** Exercise goal **
Transcribe the entries that follow exactly as they appear, minus pictures.

(Records drawn from a dataset)

┌──

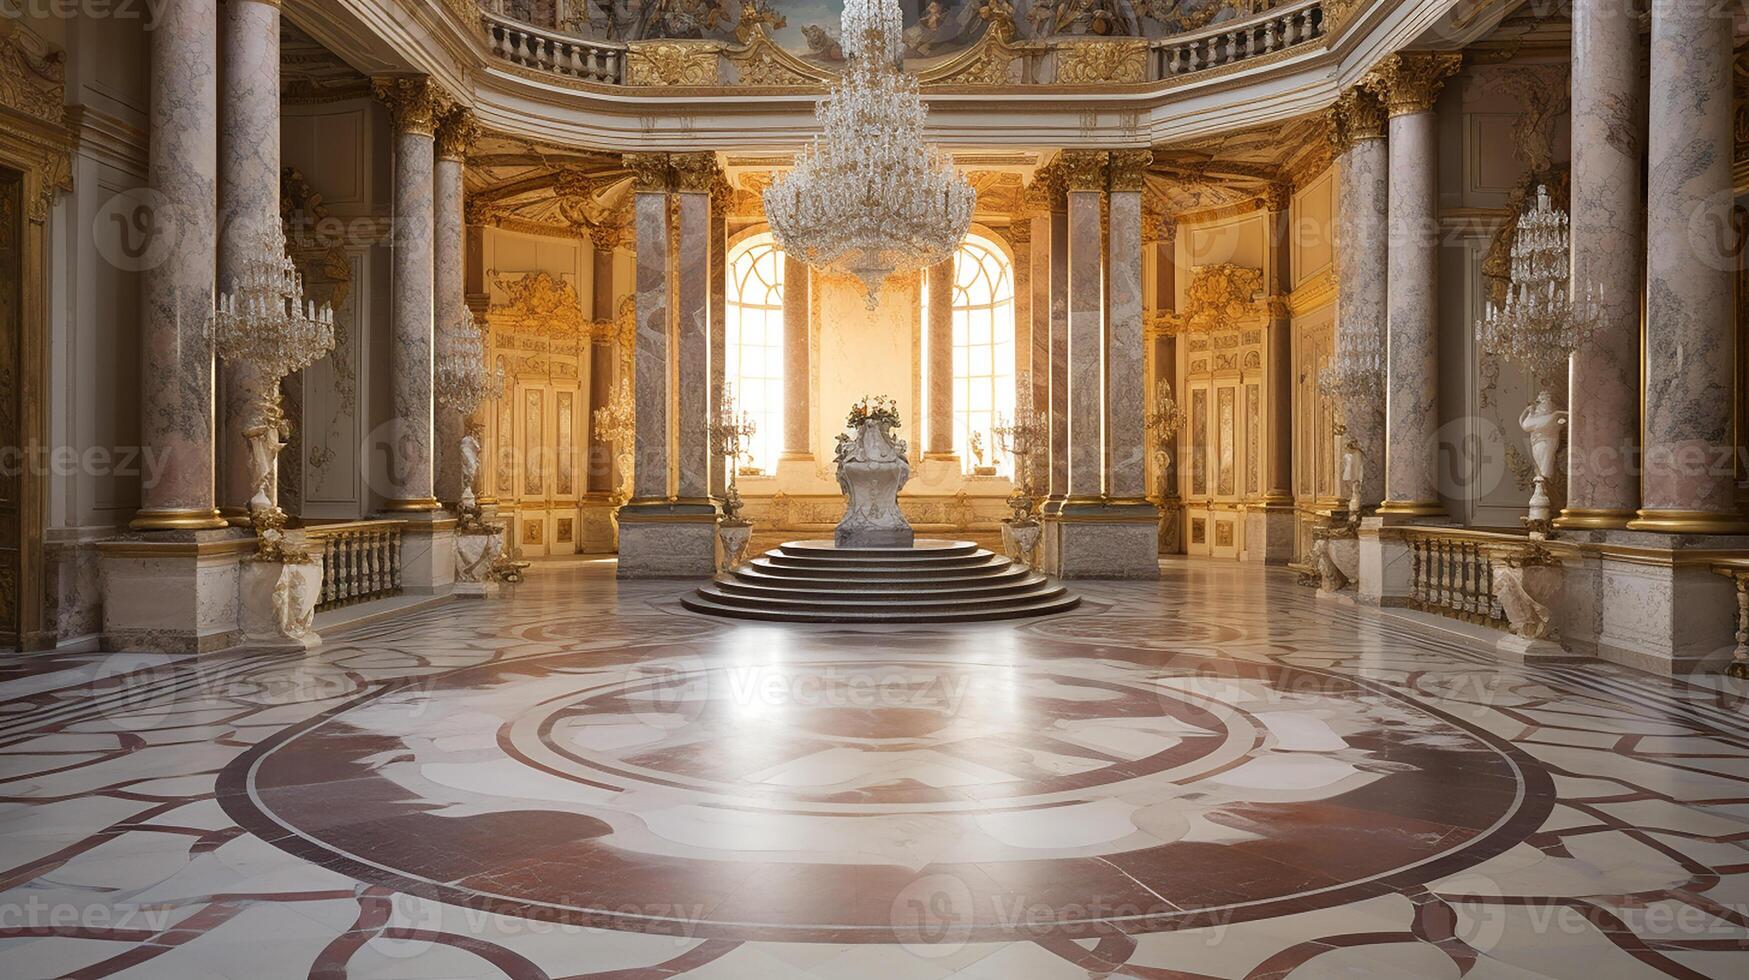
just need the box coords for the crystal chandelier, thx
[1319,312,1385,414]
[435,302,500,418]
[1476,185,1600,389]
[212,222,335,559]
[762,0,975,309]
[592,375,636,502]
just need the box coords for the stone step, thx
[714,573,1054,603]
[727,565,1040,591]
[693,583,1070,614]
[760,549,999,571]
[775,540,981,560]
[746,555,1018,581]
[679,590,1081,624]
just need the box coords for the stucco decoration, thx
[1159,263,1265,335]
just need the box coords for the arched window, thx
[951,235,1016,474]
[725,235,785,473]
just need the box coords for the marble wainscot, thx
[97,530,251,653]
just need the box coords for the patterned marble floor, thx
[3,558,1748,979]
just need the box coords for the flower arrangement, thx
[846,394,902,430]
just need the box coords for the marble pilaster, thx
[1629,1,1747,533]
[671,153,715,504]
[433,107,474,509]
[1104,151,1148,502]
[374,77,445,513]
[1028,210,1052,491]
[926,257,956,460]
[1009,218,1033,401]
[216,0,280,524]
[1333,88,1389,512]
[133,0,225,531]
[588,225,619,495]
[1048,206,1070,500]
[709,193,729,498]
[1365,54,1460,517]
[1063,151,1106,501]
[627,157,671,504]
[1250,183,1297,563]
[1558,0,1645,530]
[782,252,812,460]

└──

** Written answer **
just need the box coords for the crystal chandelier, thx
[1319,312,1385,414]
[435,302,500,418]
[1476,185,1600,389]
[212,222,335,559]
[762,0,975,309]
[592,375,636,502]
just need the box coords for the stone step, thx
[714,573,1054,603]
[727,565,1040,591]
[693,583,1070,614]
[760,549,999,571]
[775,540,981,560]
[746,555,1018,581]
[679,590,1081,624]
just need the box coords for the stucco decoration, thx
[1159,263,1265,335]
just need the box coords for the arched window, thx
[951,235,1016,474]
[725,235,785,473]
just need the box coords for the marble wainscot, thx
[97,530,251,653]
just need the box coords for the patterned marble floor, thx
[3,558,1748,979]
just need the box coords for the flower arrangement, thx
[846,394,902,430]
just need the box coords for the marble pilaster, thx
[1629,1,1747,533]
[671,153,715,504]
[433,107,474,509]
[1104,151,1148,502]
[374,77,445,513]
[1028,210,1052,491]
[926,257,956,460]
[1009,218,1033,401]
[216,0,280,524]
[1333,88,1389,512]
[133,0,225,531]
[588,225,619,495]
[1048,206,1070,500]
[709,193,729,498]
[1365,54,1460,517]
[1063,151,1106,501]
[627,157,671,504]
[1250,183,1297,563]
[1558,0,1645,530]
[782,252,812,460]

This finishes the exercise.